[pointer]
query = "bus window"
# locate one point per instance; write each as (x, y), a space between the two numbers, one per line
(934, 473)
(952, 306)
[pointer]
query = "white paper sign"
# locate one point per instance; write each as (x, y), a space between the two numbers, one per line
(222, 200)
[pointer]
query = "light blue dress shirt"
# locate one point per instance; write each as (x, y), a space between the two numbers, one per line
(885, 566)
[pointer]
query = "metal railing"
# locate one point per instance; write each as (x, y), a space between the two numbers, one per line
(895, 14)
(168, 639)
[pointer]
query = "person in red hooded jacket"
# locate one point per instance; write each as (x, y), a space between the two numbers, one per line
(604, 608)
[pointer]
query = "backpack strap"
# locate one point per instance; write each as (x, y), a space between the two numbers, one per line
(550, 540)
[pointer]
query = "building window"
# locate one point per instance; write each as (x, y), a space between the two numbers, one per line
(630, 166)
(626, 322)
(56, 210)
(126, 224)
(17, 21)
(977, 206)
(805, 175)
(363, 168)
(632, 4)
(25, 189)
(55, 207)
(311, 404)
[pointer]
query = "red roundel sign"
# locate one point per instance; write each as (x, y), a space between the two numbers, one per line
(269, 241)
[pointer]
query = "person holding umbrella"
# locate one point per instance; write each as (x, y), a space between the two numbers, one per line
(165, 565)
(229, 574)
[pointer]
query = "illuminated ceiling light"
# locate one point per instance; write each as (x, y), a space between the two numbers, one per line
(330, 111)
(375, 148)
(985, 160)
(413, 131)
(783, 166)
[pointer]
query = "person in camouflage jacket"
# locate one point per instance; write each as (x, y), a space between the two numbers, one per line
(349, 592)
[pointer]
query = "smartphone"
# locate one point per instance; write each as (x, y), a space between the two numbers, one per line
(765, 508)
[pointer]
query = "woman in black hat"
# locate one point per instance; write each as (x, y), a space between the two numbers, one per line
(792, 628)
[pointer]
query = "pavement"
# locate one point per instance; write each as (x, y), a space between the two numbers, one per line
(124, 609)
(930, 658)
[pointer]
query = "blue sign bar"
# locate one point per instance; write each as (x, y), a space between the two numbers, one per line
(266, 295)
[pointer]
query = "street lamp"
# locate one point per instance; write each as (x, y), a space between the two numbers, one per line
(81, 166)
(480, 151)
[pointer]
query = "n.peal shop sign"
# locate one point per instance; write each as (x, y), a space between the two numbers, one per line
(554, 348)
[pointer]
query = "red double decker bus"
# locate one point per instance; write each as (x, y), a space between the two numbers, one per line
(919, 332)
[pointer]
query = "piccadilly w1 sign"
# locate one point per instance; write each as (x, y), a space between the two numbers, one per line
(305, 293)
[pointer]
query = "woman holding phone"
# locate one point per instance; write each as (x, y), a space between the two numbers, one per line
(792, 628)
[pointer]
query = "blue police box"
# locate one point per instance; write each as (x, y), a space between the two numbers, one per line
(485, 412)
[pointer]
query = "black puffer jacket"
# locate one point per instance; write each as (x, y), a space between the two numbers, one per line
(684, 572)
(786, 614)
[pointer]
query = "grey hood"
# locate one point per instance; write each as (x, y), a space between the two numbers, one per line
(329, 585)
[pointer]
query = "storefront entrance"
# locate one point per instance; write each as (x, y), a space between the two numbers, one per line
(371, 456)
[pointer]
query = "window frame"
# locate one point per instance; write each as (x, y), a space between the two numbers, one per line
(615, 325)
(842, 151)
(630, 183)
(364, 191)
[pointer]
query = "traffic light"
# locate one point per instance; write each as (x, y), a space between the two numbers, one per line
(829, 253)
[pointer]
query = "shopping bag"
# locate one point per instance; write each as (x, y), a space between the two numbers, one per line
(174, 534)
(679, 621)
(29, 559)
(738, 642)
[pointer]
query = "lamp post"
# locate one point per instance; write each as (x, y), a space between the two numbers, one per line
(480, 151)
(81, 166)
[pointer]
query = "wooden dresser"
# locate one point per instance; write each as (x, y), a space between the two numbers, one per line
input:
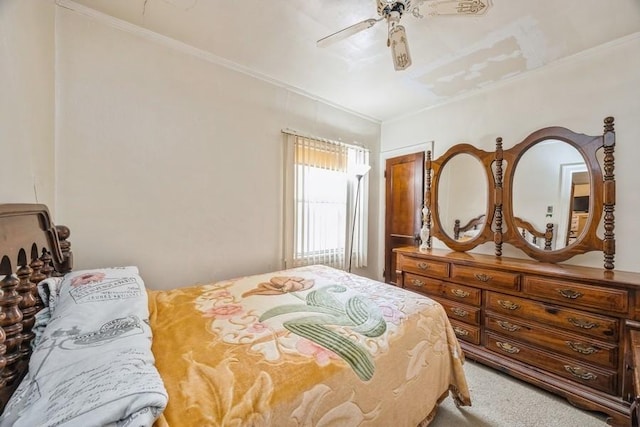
(557, 326)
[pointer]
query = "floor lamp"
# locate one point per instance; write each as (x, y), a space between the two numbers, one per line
(359, 171)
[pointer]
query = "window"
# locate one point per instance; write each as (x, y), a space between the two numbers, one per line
(320, 191)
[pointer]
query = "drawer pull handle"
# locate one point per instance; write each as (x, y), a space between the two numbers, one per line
(459, 312)
(508, 326)
(580, 373)
(483, 277)
(508, 305)
(418, 283)
(581, 323)
(582, 349)
(568, 293)
(460, 332)
(460, 293)
(507, 347)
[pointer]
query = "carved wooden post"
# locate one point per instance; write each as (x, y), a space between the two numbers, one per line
(3, 350)
(426, 215)
(497, 232)
(65, 246)
(47, 268)
(36, 275)
(609, 244)
(11, 322)
(548, 236)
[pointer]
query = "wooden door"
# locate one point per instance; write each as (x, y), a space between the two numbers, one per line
(404, 189)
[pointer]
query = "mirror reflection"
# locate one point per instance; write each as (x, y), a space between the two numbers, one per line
(551, 195)
(462, 197)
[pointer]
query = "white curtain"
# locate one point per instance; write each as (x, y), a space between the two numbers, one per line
(319, 203)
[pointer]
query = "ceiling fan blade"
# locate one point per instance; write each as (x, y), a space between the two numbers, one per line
(347, 32)
(453, 7)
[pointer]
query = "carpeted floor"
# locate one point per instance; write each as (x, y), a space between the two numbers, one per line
(499, 400)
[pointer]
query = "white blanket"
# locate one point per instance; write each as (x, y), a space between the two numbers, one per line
(93, 364)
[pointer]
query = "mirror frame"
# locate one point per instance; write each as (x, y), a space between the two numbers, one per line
(502, 224)
(435, 167)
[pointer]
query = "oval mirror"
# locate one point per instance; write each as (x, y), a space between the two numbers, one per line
(462, 197)
(551, 195)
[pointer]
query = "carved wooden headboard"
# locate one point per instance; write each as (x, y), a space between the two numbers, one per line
(32, 249)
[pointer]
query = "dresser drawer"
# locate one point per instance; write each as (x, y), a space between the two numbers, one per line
(424, 267)
(597, 378)
(463, 312)
(575, 346)
(434, 287)
(485, 278)
(466, 332)
(461, 293)
(575, 321)
(577, 294)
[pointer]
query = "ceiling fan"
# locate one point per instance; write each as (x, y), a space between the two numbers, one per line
(393, 10)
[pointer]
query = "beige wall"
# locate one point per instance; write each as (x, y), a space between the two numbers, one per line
(173, 163)
(27, 101)
(577, 93)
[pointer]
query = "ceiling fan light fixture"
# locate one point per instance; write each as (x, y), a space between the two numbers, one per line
(399, 48)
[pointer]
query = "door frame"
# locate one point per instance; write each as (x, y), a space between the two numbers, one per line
(384, 155)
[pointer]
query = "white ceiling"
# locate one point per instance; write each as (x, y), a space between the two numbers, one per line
(452, 55)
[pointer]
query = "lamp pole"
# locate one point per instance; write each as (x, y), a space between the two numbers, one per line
(353, 223)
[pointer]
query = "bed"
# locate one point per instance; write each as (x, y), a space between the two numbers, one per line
(311, 346)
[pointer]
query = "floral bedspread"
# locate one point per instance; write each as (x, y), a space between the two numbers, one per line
(311, 346)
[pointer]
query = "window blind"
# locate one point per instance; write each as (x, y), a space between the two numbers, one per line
(319, 203)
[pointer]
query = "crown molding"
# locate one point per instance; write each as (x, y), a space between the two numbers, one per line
(576, 57)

++++

**Your objective**
Extract every line of the material above that contains the string "mirror", matching case exactly.

**Reply**
query = "mirror reflection"
query = "mirror frame"
query = "oval mirror"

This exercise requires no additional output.